BEGIN

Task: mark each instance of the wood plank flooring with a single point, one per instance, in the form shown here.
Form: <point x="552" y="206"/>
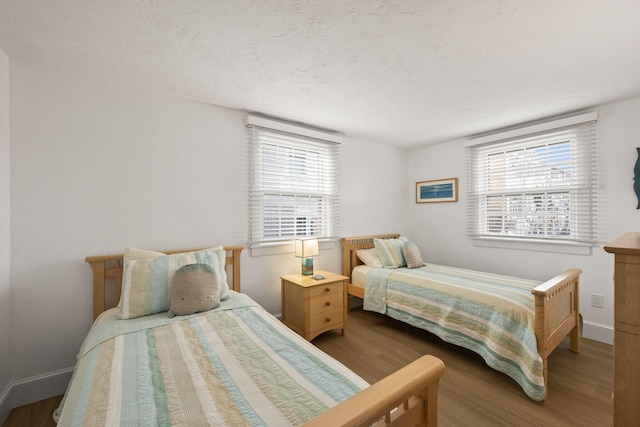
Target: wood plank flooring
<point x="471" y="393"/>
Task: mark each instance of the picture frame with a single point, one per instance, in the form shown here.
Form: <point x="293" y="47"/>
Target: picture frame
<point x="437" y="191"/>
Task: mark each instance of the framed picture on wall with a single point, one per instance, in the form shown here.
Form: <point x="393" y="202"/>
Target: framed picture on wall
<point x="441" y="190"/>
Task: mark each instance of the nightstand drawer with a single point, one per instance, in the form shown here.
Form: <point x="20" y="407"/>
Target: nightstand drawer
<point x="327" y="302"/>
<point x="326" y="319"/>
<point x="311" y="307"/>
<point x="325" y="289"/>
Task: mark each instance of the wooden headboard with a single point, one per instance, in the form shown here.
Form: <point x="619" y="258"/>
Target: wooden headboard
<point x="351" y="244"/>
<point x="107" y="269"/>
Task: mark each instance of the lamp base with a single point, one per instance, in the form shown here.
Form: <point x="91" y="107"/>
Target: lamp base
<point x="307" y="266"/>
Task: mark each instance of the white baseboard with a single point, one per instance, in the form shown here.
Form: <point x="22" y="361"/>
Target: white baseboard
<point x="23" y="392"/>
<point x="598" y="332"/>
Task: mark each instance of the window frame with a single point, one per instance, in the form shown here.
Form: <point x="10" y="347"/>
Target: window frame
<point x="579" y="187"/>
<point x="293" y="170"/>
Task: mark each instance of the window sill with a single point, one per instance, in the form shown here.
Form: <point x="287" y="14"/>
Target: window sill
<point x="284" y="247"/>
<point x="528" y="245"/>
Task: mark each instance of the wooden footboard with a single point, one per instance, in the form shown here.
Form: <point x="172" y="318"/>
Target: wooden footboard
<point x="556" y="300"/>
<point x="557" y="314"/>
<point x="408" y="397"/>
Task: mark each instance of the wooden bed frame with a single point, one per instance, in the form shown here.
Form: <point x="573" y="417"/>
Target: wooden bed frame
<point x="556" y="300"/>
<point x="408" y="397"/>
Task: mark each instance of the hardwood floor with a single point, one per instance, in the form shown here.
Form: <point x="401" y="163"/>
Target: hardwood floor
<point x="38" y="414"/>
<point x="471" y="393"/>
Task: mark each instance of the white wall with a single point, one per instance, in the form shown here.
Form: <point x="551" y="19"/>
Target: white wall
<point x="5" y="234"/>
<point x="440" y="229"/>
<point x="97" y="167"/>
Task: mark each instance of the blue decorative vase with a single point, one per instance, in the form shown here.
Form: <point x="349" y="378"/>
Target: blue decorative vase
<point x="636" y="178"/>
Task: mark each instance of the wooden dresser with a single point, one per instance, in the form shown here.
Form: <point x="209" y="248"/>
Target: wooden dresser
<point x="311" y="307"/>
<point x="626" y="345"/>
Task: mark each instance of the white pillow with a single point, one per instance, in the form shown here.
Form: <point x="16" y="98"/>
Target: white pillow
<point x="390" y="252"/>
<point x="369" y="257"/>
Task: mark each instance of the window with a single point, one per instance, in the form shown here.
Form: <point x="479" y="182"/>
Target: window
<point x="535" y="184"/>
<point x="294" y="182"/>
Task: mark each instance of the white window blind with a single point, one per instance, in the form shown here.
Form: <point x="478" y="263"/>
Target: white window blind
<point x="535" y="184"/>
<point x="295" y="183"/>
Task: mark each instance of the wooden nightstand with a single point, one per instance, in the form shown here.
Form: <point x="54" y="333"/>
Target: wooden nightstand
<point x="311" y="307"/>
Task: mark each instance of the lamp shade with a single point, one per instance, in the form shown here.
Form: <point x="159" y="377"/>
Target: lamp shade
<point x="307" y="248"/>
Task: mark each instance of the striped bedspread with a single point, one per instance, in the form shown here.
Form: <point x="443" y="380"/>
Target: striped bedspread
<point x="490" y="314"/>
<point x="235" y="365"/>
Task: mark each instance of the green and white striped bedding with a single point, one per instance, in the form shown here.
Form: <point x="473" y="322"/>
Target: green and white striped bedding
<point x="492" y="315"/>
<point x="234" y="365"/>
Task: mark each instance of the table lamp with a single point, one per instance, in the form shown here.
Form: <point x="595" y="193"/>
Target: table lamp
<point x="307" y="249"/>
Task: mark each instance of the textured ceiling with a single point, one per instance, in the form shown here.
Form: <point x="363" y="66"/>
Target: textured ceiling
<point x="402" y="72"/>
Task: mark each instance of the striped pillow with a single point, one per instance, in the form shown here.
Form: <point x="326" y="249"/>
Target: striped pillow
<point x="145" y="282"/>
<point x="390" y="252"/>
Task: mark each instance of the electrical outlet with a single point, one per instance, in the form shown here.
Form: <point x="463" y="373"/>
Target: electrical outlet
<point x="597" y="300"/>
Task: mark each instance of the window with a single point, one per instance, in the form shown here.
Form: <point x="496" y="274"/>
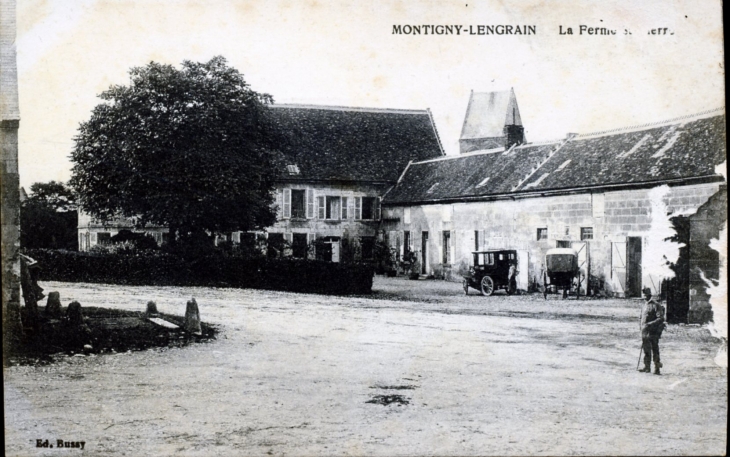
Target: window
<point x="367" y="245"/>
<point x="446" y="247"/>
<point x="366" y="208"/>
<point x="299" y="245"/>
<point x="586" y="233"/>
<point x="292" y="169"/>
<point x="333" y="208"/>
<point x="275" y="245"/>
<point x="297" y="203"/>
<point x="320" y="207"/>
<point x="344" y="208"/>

END
BEGIN

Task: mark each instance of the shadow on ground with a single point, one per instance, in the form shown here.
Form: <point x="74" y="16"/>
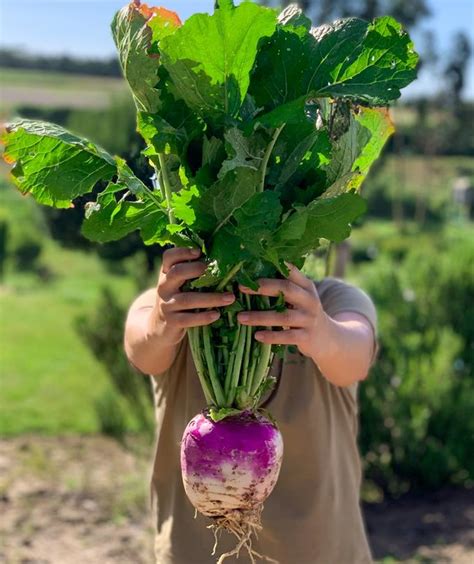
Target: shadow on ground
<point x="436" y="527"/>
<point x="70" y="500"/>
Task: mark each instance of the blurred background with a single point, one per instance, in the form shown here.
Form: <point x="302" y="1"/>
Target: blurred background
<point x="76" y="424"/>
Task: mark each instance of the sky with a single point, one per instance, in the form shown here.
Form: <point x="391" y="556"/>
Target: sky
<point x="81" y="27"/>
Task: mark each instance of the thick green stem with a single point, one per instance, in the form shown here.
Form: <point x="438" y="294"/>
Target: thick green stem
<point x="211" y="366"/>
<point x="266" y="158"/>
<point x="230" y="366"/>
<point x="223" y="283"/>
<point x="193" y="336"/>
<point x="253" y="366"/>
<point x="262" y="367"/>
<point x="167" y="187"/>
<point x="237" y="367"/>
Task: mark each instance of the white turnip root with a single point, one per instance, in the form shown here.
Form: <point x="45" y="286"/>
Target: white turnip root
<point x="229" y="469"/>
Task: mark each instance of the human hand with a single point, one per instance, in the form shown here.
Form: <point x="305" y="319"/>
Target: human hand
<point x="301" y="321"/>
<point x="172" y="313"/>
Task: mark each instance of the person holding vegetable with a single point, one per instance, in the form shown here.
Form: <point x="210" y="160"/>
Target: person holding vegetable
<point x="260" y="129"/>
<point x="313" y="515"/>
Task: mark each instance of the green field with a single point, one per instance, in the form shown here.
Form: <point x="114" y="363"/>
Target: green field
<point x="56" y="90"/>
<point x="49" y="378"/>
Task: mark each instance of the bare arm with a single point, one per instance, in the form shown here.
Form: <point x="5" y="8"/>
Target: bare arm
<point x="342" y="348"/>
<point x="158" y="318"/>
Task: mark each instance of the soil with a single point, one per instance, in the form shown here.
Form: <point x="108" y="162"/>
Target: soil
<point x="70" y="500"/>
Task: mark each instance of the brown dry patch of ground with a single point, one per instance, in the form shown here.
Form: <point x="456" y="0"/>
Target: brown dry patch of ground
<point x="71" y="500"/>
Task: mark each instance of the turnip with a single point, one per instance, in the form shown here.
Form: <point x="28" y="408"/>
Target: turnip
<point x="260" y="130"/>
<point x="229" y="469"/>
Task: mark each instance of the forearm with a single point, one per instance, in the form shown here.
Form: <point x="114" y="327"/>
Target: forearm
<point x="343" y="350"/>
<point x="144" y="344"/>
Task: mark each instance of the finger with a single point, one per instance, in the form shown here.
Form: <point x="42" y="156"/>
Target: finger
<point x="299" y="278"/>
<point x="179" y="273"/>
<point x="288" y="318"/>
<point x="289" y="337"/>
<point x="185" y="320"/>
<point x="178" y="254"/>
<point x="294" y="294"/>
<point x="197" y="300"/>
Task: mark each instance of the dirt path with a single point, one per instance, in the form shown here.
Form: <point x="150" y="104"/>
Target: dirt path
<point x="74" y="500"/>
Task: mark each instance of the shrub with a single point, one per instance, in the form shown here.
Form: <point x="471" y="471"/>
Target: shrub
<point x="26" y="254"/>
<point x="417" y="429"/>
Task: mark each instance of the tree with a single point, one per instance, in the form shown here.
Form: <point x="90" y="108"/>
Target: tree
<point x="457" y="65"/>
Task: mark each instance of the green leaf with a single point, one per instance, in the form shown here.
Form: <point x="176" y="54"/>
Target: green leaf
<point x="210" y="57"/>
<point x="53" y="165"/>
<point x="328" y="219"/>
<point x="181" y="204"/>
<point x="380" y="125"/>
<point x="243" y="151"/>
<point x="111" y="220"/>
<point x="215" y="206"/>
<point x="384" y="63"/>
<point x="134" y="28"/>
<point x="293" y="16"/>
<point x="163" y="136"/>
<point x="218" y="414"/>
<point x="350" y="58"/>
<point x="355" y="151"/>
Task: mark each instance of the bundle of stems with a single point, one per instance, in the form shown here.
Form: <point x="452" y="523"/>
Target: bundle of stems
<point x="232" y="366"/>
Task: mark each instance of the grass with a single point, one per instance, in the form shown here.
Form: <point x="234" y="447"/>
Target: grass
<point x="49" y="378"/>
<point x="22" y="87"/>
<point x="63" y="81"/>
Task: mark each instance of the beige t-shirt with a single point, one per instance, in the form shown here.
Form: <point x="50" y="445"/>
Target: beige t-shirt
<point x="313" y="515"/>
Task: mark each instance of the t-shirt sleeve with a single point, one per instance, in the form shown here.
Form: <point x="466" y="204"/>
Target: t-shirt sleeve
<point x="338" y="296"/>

END

### What to work on
Output, from the data above, the lines from the line with "Task: mark each instance of the thick" to the line with "Task: mark each instance of the white turnip" exactly as they stand, both ends included and nothing else.

### The answer
Task: mark each instance of the thick green stem with a single point, one per instance, in the form shown here.
Form: <point x="438" y="294"/>
Target: thick green stem
<point x="211" y="366"/>
<point x="266" y="158"/>
<point x="230" y="366"/>
<point x="223" y="283"/>
<point x="193" y="336"/>
<point x="253" y="366"/>
<point x="262" y="367"/>
<point x="167" y="187"/>
<point x="237" y="367"/>
Task: mark each instance of the white turnip root with a single point, one per instance, in the form shown here.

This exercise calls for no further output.